Goal:
Display each line in the items below that contains the word "covered".

Data for this exercise:

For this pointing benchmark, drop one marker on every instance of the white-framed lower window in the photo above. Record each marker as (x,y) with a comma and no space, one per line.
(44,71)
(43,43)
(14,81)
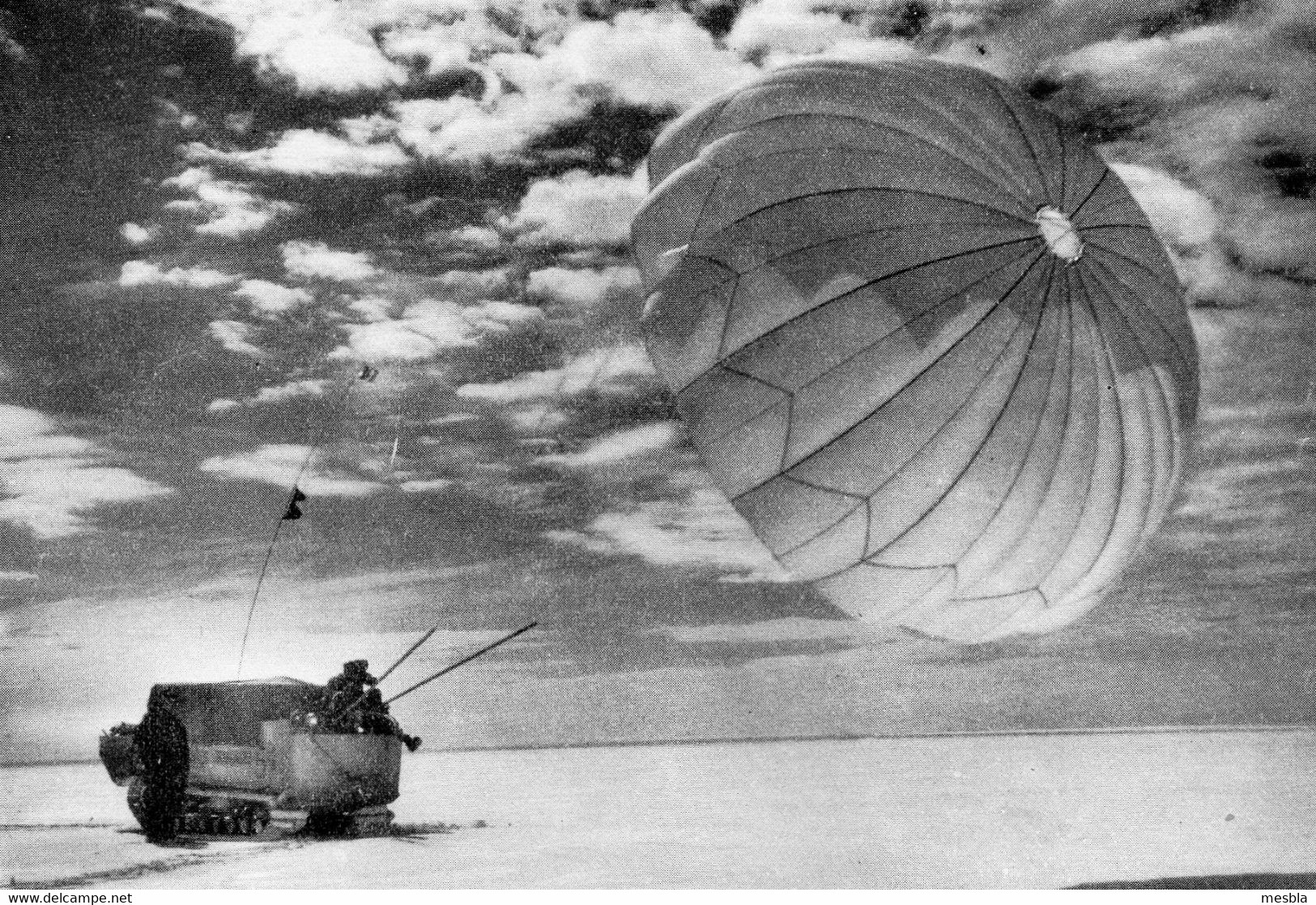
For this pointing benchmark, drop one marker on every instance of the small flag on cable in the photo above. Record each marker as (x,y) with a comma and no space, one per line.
(294,510)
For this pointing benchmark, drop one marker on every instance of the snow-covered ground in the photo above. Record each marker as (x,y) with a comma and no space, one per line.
(952,812)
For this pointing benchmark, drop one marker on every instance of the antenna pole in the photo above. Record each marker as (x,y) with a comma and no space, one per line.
(462,662)
(256,595)
(269,553)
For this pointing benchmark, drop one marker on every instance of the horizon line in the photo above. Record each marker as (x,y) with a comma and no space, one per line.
(832,736)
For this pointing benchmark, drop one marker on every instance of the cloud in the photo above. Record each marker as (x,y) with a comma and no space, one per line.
(309,153)
(1187,224)
(232,335)
(795,27)
(474,237)
(279,464)
(581,288)
(316,260)
(432,327)
(290,391)
(425,486)
(614,370)
(319,46)
(577,210)
(143,273)
(661,59)
(49,479)
(699,530)
(614,448)
(136,233)
(273,298)
(656,59)
(228,207)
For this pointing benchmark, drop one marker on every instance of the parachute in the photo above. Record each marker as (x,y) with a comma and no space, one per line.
(924,340)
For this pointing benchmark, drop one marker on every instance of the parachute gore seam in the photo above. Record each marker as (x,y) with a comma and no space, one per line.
(1061,235)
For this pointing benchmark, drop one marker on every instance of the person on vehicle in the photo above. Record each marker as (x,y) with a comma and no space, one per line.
(343,690)
(161,745)
(375,719)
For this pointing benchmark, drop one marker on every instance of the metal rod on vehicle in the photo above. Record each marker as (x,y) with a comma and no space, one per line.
(410,651)
(356,704)
(463,660)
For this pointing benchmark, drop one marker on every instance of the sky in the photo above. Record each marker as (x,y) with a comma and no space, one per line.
(216,211)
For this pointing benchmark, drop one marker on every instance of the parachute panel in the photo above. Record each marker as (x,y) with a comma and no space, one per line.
(916,353)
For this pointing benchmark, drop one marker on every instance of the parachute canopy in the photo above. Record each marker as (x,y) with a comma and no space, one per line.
(926,341)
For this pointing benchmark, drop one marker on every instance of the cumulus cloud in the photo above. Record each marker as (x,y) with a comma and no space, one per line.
(145,273)
(431,327)
(316,260)
(473,237)
(614,370)
(291,391)
(19,576)
(280,463)
(50,479)
(232,335)
(320,46)
(581,288)
(309,153)
(577,210)
(615,448)
(795,27)
(425,486)
(1220,107)
(699,530)
(273,298)
(134,233)
(228,207)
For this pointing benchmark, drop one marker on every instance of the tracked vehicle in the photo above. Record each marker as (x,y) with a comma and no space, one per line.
(262,764)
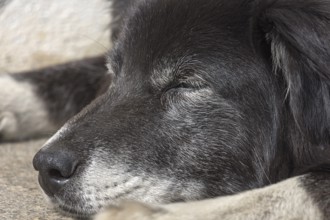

Answer to the exercise:
For this pointing benchmark, drop one marker on every instance of the snow-covered ground in the photo above. Record each marker as (x,y) with a comma and no space, one per line.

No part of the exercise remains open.